● **Source records**
● ● ● ● ●

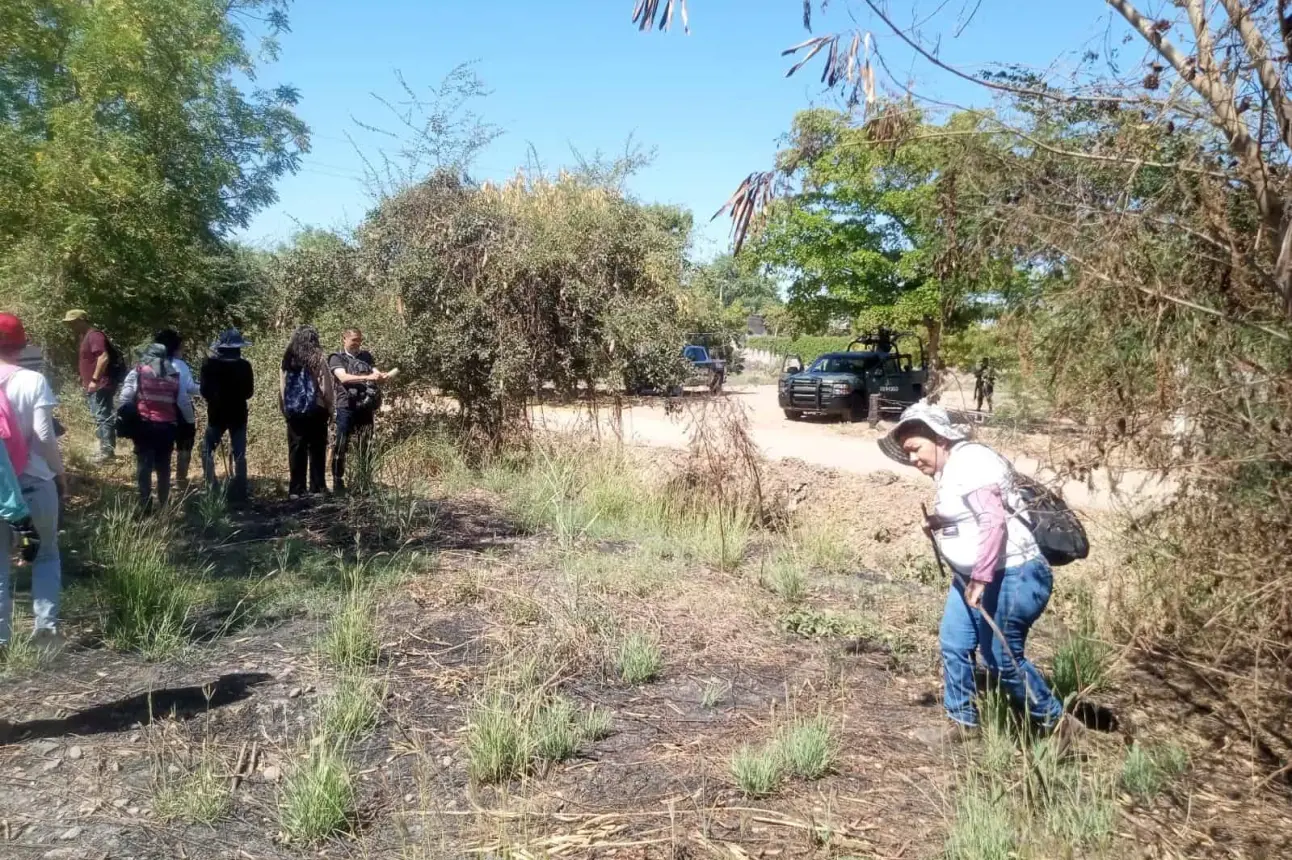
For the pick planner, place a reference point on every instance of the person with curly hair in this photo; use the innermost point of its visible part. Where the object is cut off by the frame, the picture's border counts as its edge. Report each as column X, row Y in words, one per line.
column 305, row 397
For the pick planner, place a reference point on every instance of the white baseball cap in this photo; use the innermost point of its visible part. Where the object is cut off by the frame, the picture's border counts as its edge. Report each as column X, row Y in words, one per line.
column 932, row 416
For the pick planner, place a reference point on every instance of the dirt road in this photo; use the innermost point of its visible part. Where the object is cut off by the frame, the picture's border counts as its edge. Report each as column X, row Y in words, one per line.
column 827, row 443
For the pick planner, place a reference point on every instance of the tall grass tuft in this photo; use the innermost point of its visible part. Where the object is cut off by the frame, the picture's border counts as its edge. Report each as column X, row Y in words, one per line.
column 353, row 706
column 1146, row 771
column 499, row 745
column 202, row 796
column 350, row 641
column 808, row 748
column 318, row 797
column 145, row 598
column 981, row 827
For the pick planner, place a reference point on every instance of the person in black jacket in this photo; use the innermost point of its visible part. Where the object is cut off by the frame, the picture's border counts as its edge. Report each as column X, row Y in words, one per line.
column 357, row 400
column 228, row 384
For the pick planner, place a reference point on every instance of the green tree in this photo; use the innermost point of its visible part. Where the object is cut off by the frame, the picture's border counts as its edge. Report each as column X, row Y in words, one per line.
column 733, row 284
column 131, row 146
column 872, row 226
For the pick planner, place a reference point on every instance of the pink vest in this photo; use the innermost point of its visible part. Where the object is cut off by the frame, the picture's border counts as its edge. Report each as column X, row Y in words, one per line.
column 156, row 397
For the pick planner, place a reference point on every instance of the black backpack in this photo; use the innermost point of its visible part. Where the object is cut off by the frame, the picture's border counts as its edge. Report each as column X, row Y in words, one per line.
column 1058, row 532
column 116, row 369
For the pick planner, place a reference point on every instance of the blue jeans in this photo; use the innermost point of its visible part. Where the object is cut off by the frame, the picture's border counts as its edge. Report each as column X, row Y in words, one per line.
column 154, row 444
column 41, row 497
column 352, row 425
column 105, row 420
column 238, row 447
column 1014, row 601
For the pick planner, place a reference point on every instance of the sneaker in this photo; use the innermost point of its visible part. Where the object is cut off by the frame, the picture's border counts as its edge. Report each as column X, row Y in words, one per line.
column 947, row 734
column 48, row 639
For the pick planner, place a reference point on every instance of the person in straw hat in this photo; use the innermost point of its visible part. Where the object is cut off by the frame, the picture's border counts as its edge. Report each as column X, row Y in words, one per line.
column 1000, row 580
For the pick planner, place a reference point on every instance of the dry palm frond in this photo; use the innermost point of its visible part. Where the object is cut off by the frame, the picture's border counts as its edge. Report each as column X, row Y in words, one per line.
column 747, row 203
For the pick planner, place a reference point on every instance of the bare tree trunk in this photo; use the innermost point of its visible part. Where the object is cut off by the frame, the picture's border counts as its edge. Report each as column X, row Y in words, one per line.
column 933, row 358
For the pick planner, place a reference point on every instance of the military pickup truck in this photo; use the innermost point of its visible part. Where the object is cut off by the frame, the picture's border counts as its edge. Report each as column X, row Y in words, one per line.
column 841, row 384
column 706, row 369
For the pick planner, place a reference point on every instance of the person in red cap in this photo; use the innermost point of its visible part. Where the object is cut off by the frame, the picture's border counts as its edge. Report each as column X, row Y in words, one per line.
column 27, row 419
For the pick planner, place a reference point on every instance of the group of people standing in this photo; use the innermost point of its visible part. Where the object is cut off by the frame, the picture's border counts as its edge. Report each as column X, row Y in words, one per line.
column 154, row 403
column 313, row 390
column 151, row 402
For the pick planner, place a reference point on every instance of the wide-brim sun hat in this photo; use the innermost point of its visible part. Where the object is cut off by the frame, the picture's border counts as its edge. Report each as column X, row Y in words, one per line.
column 932, row 416
column 13, row 336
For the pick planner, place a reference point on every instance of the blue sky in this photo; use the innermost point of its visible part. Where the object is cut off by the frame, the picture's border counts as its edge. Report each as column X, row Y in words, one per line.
column 578, row 74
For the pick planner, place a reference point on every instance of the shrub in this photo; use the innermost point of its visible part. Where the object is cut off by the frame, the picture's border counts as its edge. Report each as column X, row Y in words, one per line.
column 318, row 797
column 144, row 595
column 757, row 771
column 808, row 748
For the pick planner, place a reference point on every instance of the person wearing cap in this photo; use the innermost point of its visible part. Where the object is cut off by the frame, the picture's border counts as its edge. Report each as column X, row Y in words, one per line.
column 31, row 403
column 185, row 431
column 155, row 389
column 228, row 384
column 998, row 571
column 93, row 360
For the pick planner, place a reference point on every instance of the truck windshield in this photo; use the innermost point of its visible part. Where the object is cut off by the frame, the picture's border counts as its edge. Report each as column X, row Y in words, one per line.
column 840, row 364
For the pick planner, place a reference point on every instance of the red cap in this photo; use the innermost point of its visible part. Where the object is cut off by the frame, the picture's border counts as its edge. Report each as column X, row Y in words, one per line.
column 13, row 336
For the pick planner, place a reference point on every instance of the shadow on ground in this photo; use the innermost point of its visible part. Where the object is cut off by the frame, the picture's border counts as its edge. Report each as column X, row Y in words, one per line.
column 141, row 709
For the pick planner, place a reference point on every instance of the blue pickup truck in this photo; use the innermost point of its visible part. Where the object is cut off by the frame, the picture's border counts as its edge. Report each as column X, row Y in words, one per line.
column 706, row 369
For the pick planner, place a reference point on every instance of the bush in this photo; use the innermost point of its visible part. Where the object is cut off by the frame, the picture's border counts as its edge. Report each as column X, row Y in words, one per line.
column 318, row 798
column 640, row 659
column 757, row 771
column 145, row 597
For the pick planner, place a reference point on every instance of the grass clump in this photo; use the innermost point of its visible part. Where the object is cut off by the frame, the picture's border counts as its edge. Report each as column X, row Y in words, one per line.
column 1146, row 771
column 507, row 734
column 499, row 745
column 556, row 731
column 640, row 659
column 202, row 796
column 597, row 723
column 808, row 748
column 759, row 771
column 981, row 827
column 318, row 798
column 352, row 709
column 1080, row 665
column 350, row 641
column 145, row 597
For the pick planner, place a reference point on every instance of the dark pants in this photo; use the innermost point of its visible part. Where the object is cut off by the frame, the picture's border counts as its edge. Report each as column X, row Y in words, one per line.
column 154, row 443
column 306, row 444
column 352, row 425
column 238, row 447
column 105, row 420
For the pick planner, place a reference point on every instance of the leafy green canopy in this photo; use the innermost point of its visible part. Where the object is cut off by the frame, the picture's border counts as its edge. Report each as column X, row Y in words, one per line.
column 132, row 141
column 871, row 227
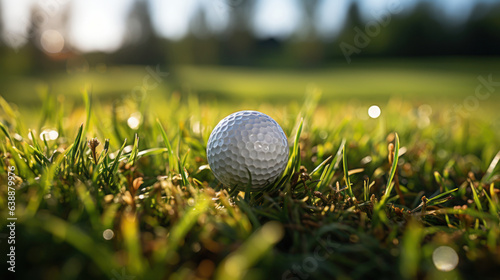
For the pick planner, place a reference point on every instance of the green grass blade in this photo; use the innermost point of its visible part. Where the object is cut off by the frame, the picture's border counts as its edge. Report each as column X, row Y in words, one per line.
column 346, row 173
column 171, row 156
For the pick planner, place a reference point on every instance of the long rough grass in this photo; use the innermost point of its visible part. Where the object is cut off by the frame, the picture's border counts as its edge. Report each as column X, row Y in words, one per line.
column 360, row 198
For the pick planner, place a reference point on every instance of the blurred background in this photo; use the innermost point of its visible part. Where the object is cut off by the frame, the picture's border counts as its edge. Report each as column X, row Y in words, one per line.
column 241, row 49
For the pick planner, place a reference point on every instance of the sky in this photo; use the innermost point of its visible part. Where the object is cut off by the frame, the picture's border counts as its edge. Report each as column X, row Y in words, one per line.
column 100, row 25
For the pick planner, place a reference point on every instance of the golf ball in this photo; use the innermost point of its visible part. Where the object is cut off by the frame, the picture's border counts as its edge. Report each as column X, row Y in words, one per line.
column 244, row 144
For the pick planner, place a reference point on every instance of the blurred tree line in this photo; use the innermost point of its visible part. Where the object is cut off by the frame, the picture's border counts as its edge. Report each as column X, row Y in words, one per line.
column 418, row 33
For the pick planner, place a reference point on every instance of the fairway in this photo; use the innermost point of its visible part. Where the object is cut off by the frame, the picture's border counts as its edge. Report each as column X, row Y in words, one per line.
column 250, row 140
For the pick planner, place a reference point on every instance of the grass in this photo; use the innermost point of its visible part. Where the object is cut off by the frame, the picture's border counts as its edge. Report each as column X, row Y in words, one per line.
column 106, row 199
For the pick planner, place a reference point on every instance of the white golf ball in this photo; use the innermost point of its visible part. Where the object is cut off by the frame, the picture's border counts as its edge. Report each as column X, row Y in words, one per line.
column 247, row 142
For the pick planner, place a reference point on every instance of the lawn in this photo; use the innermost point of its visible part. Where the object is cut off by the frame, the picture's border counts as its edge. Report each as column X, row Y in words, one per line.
column 412, row 194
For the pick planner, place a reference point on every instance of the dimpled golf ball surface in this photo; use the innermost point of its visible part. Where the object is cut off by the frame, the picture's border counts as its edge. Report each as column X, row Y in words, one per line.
column 247, row 141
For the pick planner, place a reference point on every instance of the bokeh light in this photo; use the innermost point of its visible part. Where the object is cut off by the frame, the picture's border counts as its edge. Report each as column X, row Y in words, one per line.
column 445, row 258
column 134, row 120
column 108, row 234
column 49, row 134
column 374, row 111
column 52, row 41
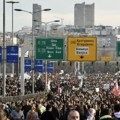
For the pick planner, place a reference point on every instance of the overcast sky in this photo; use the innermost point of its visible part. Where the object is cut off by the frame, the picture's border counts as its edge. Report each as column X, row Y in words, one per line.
column 107, row 12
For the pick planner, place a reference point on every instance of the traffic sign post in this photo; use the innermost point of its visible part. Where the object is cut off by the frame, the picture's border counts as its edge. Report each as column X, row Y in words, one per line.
column 49, row 48
column 39, row 66
column 82, row 48
column 118, row 48
column 12, row 54
column 28, row 65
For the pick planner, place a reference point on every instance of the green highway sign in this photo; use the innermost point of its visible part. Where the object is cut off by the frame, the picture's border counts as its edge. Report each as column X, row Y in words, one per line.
column 49, row 48
column 118, row 49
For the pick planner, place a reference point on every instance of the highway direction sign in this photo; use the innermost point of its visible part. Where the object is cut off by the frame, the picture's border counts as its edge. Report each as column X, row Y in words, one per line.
column 49, row 48
column 82, row 48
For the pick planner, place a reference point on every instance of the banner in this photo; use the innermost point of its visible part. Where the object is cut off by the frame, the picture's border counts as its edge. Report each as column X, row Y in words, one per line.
column 12, row 54
column 28, row 66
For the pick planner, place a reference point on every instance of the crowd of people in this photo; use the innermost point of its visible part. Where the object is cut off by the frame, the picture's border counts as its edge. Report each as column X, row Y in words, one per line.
column 67, row 99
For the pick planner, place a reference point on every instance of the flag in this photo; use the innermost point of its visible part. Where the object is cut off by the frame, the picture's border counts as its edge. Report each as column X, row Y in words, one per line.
column 116, row 90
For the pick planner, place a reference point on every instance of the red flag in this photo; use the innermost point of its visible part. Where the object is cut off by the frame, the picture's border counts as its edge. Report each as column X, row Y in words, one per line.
column 116, row 90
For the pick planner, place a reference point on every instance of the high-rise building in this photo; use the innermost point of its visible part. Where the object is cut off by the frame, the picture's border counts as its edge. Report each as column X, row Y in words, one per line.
column 84, row 15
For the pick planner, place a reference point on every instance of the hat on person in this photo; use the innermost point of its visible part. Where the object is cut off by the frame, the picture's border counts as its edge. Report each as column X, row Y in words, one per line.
column 18, row 104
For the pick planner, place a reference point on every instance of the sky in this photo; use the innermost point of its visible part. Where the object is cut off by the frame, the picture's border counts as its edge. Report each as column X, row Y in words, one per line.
column 107, row 12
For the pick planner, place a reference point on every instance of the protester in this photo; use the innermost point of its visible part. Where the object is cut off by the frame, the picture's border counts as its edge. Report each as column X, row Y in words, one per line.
column 17, row 113
column 32, row 114
column 73, row 115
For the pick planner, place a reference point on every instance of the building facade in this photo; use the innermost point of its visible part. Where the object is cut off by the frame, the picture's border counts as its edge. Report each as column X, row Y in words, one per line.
column 84, row 15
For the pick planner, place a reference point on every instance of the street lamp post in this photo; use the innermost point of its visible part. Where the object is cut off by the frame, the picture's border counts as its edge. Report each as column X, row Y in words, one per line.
column 46, row 23
column 12, row 2
column 4, row 52
column 32, row 43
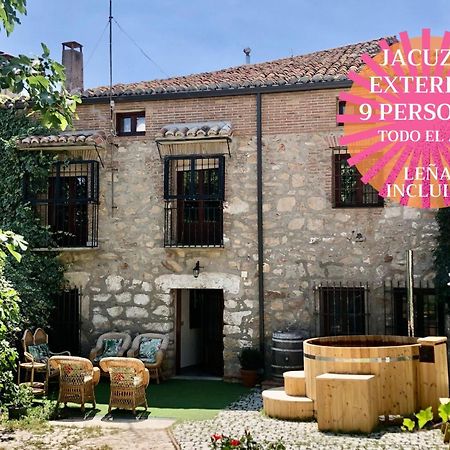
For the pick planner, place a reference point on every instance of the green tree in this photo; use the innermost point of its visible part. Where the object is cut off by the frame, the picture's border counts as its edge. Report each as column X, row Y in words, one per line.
column 36, row 83
column 9, row 310
column 40, row 275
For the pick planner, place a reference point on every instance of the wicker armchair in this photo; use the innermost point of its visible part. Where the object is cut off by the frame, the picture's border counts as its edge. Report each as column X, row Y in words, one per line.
column 96, row 353
column 40, row 338
column 78, row 378
column 154, row 368
column 129, row 380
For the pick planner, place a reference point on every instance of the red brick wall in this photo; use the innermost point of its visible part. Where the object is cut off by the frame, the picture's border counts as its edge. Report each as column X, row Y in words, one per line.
column 292, row 112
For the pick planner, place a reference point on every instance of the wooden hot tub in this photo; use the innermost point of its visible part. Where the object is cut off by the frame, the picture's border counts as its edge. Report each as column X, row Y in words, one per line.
column 393, row 359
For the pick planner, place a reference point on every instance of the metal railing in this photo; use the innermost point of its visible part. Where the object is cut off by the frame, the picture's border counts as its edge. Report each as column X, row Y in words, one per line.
column 429, row 312
column 68, row 203
column 190, row 223
column 341, row 308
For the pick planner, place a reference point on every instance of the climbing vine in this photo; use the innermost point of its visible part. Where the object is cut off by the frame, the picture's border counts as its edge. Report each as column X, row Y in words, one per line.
column 442, row 254
column 40, row 274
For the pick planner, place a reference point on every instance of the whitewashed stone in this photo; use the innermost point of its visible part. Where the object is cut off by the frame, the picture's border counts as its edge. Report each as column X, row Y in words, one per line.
column 115, row 311
column 114, row 283
column 231, row 329
column 122, row 325
column 159, row 327
column 393, row 211
column 230, row 304
column 141, row 299
column 101, row 297
column 79, row 279
column 316, row 203
column 162, row 310
column 206, row 280
column 99, row 321
column 235, row 318
column 298, row 180
column 125, row 297
column 172, row 265
column 285, row 204
column 237, row 206
column 134, row 312
column 411, row 213
column 296, row 224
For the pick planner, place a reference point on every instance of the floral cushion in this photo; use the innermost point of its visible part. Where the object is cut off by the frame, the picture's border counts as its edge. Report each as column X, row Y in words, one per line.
column 40, row 352
column 73, row 372
column 111, row 347
column 148, row 349
column 122, row 376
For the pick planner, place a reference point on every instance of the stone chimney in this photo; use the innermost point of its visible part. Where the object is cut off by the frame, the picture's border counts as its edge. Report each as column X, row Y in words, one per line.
column 72, row 60
column 247, row 52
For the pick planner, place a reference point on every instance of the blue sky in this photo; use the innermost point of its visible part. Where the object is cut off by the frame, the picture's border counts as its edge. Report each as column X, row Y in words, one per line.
column 191, row 36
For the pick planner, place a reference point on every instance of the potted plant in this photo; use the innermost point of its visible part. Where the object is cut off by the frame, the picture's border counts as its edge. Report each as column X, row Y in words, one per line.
column 18, row 400
column 252, row 361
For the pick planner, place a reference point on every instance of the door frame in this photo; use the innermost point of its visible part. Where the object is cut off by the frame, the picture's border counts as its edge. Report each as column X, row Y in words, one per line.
column 178, row 303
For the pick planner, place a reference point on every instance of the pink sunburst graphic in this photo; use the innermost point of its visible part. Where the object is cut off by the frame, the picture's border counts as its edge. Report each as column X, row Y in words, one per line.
column 396, row 121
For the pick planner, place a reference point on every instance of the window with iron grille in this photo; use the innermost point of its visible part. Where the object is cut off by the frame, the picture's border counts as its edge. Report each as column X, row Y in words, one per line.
column 194, row 189
column 68, row 203
column 342, row 310
column 429, row 313
column 130, row 124
column 348, row 189
column 340, row 109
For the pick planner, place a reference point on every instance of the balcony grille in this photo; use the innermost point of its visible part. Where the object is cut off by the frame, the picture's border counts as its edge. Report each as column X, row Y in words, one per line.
column 68, row 203
column 194, row 194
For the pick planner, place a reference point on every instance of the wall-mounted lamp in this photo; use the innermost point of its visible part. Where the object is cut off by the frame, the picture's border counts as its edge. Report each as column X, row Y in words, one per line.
column 357, row 237
column 196, row 269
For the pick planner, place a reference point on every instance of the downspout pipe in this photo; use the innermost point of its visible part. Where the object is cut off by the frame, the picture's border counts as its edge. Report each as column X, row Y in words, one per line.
column 259, row 187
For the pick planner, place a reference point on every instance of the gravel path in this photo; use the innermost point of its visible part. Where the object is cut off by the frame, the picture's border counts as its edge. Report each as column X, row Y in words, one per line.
column 245, row 414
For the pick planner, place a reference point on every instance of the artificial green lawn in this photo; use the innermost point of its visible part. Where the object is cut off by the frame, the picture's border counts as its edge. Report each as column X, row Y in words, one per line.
column 177, row 399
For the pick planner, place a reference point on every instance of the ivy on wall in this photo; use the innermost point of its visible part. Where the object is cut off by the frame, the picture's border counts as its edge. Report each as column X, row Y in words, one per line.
column 442, row 254
column 40, row 275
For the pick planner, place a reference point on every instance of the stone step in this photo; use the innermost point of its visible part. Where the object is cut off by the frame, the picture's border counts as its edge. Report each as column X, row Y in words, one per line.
column 282, row 406
column 294, row 383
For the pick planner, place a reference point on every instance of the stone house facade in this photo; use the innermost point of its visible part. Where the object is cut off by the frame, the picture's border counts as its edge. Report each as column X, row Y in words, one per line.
column 250, row 154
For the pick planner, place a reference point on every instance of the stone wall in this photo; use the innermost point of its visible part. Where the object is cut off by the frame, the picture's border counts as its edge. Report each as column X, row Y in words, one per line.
column 128, row 282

● ● ● ● ●

● **Brief**
Put the rows from the very start through the line that contains "column 827, row 443", that line included, into a JSON list of strings with one string per line. Skip blank lines and leave the pictures out.

● **Solution**
[
  "For the pick planner, place a reference point on every instance of the person with curly hair in this photo; use the innermost point of its visible part. Where the object is cut off by the frame, the picture's border counts as its edge. Report each as column X, row Y in words, one per line.",
  "column 305, row 397",
  "For the pick planner, place a reference point on every instance of the white baseball cap in this photo; use the innermost point of its visible part. Where the object is cut off by the frame, the picture's border counts as its edge. Report each as column X, row Y in words, one per line.",
  "column 932, row 416",
  "For the pick planner, place a reference point on every instance of the dirt road in this photo; use the innermost point of its visible part. Where the object is cut off by the frame, the picture's border counts as its edge. Report each as column X, row Y in words, one per line.",
  "column 827, row 443"
]